==== Source excerpt

By Bill Coats
ST. LOUIS POST-DISPATCH
Monday, Dec. 10 2007

CINCINNATI — When Brock Berlin is old and gray, he'll gather up his grandkids
and tell them about his first NFL pass. It might not be a completely accurate
account, he conceded.

"I'm sure the story will change," Berlin chuckled Sunday after the Rams' 19-10
loss to the Cincinnati Bengals. "But either way you look at it, it was a
completion."

That it was, for 9 yards to wide receiver Torry Holt. A thing of beauty,
however, it wasn't. Defensive end Justin Smith "hit my arm as I was following
through," Berlin said. "I thought the ball was going straight up and to the
linebackers."

Instead, it fluttered out to the left, where Holt came back and made a diving
grab. Thus went the opening play in Berlin's regular-season debut.

Berlin, 26, was signed in May as a free agent and assigned to the practice
squad. He never had made a 53-man roster until last week. Starting quarterback
Marc Bulger suffered a concussion Nov. 25 against Seattle, and when No. 2 Gus
Frerotte sustained a partially torn labrum the following Sunday, Berlin had
skyrocketed from scout team to first team in less than two weeks.

He had only Friday's practice in that role before stepping out into a downpour
at Paul Brown Stadium. "I was proud of him," Rams coach Scott Linehan said. "It
was a very gutty effort."

========

→ Given exercise 1: Print the portion of the news report on Brock Berlin that begins with "Instead, it fluttered" and continues through "than two weeks.".
The news report and the records have no connection to each other.

==== Data shown

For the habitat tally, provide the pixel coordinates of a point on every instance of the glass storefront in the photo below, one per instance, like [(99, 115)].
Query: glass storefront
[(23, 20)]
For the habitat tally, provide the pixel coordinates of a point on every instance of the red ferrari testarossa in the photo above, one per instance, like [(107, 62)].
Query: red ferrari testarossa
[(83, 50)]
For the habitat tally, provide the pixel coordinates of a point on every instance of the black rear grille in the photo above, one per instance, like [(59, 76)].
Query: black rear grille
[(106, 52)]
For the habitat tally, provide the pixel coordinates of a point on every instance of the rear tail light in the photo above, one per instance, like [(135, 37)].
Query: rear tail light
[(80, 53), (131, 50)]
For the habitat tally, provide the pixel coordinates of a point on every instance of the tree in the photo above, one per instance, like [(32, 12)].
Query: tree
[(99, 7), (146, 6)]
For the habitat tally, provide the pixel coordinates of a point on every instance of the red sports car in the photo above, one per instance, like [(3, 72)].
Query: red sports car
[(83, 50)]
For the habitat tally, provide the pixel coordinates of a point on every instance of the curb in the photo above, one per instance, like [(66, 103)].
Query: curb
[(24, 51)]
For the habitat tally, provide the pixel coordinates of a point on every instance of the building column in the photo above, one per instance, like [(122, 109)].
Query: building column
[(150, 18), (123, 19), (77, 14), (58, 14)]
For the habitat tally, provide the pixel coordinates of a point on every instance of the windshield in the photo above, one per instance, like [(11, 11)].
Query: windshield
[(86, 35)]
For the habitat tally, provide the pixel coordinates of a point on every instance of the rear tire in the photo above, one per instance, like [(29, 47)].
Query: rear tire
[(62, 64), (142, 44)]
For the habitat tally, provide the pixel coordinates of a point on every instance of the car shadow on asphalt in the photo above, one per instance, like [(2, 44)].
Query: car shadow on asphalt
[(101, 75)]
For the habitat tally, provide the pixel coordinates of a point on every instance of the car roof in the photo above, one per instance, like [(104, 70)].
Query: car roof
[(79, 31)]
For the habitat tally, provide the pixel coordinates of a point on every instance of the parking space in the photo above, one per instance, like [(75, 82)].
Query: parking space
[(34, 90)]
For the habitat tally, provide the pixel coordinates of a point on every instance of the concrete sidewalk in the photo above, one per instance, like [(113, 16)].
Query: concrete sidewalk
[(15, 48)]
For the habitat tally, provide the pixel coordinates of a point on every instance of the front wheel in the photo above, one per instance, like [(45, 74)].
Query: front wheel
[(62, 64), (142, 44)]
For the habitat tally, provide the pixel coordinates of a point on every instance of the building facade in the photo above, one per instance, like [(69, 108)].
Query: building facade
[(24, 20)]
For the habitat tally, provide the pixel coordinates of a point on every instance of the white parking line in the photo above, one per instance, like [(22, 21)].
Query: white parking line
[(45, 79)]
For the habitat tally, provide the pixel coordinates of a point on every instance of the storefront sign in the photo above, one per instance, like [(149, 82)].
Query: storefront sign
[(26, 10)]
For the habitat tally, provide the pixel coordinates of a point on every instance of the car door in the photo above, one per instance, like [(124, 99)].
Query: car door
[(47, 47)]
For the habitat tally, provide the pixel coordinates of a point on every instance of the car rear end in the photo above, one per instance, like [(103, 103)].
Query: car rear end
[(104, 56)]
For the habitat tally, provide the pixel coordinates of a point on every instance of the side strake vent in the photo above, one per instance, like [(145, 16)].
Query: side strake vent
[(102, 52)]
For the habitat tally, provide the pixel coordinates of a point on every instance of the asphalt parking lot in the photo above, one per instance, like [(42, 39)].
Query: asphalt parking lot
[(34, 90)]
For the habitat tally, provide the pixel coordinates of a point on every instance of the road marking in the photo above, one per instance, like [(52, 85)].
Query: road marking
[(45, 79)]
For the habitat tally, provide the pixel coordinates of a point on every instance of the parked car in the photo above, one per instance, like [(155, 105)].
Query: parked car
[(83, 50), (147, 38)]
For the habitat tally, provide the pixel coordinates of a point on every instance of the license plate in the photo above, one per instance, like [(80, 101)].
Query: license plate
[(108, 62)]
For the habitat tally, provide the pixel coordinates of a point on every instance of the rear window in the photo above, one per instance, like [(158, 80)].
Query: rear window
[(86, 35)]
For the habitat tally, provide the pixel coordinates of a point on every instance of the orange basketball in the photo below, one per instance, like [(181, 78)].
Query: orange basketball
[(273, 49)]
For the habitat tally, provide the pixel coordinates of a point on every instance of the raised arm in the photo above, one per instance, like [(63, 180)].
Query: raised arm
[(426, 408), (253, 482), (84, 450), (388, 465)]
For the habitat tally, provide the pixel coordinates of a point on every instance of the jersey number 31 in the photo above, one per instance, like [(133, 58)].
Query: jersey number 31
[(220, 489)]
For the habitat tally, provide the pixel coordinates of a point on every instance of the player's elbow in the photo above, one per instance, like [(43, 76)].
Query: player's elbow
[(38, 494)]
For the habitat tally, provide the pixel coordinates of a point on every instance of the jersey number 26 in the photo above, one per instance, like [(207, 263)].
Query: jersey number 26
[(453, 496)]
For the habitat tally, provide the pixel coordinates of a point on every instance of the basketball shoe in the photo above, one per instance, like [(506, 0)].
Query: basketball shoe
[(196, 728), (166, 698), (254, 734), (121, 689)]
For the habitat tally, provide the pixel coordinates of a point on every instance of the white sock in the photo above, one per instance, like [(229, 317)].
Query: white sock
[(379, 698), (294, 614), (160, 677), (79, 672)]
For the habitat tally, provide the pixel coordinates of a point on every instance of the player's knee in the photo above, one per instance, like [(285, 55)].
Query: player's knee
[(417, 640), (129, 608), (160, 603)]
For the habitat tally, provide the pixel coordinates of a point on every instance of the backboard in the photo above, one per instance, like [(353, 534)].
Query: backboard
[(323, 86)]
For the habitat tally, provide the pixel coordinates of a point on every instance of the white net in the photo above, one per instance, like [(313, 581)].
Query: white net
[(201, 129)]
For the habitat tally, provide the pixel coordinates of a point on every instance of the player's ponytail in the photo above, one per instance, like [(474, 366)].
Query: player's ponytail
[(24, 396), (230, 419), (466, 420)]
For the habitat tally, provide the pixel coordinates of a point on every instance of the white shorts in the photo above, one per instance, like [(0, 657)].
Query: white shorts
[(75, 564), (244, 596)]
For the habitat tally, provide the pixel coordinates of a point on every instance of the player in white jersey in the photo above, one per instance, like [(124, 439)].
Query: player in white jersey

========

→ Given exercise 2: Turn the records from the line containing "like [(103, 103)]." through the line containing "[(104, 56)]" into a two-column CSV with the columns request and answer. Give one row per request, put each value in a single quoted field, and replace line breaks with spaces.

→ Task solution 1:
Instead, it fluttered out to the left, where Holt came back and made a diving
grab. Thus went the opening play in Berlin's regular-season debut.

Berlin, 26, was signed in May as a free agent and assigned to the practice
squad. He never had made a 53-man roster until last week. Starting quarterback
Marc Bulger suffered a concussion Nov. 25 against Seattle, and when No. 2 Gus
Frerotte sustained a partially torn labrum the following Sunday, Berlin had
skyrocketed from scout team to first team in less than two weeks.

→ Task solution 2:
request,answer
"For the habitat tally, provide the pixel coordinates of a point on every instance of the car rear end in the photo above, one per instance, like [(103, 103)]. Query: car rear end","[(104, 56)]"